------ Available data

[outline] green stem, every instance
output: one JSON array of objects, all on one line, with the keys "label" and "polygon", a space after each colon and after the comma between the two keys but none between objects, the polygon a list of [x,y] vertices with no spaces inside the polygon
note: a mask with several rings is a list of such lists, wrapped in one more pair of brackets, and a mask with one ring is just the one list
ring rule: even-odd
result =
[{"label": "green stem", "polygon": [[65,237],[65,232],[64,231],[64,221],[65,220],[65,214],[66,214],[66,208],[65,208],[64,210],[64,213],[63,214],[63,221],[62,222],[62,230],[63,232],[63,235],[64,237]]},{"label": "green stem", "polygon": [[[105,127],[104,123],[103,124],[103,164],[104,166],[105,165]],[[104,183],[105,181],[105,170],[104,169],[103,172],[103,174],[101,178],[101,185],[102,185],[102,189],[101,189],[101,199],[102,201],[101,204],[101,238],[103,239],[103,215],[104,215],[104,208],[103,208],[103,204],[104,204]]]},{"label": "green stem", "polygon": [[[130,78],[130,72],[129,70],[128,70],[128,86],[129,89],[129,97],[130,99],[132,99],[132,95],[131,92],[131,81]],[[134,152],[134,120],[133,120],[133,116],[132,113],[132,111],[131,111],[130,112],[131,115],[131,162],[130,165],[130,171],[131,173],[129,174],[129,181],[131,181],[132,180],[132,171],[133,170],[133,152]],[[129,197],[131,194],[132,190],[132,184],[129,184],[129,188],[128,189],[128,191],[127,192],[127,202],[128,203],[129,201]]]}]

------------

*Aim of the task*
Can you render every line of the listing above as a JSON list of strings, one string per line, leaving out blank lines?

*Answer for this exercise*
[
  "[outline] green stem, every instance",
  "output: one JSON array of objects, all on one line, with the keys \"label\" and \"polygon\", a space after each colon and after the comma between the two keys but none between objects, the polygon a list of [x,y] vertices with no spaces inside the polygon",
  "note: a mask with several rings is a list of such lists, wrapped in one more pair of brackets, and a mask with one ring is just the one list",
  "ring rule: even-odd",
  "result =",
  "[{\"label\": \"green stem\", \"polygon\": [[65,237],[65,232],[64,231],[64,221],[65,220],[65,214],[66,214],[66,208],[65,208],[64,210],[64,213],[63,214],[63,221],[62,222],[62,230],[63,232],[63,235],[64,237]]},{\"label\": \"green stem\", \"polygon\": [[[105,127],[104,123],[103,124],[103,164],[104,166],[105,165]],[[104,183],[105,181],[105,170],[104,169],[103,172],[103,174],[101,178],[101,185],[102,185],[102,189],[101,189],[101,199],[102,201],[101,204],[101,238],[103,239],[103,215],[104,215],[104,208],[103,208],[103,204],[104,204]]]},{\"label\": \"green stem\", \"polygon\": [[[130,78],[130,72],[129,70],[128,70],[128,86],[129,89],[129,97],[130,99],[132,99],[132,95],[131,92],[131,81]],[[134,152],[134,120],[133,120],[133,116],[132,113],[132,111],[131,111],[130,112],[131,115],[131,162],[130,165],[130,171],[131,173],[129,174],[129,181],[131,181],[132,180],[132,171],[133,170],[133,152]],[[129,197],[131,194],[132,190],[132,184],[129,184],[129,188],[128,189],[128,191],[127,192],[127,202],[128,203],[129,201]]]}]"
]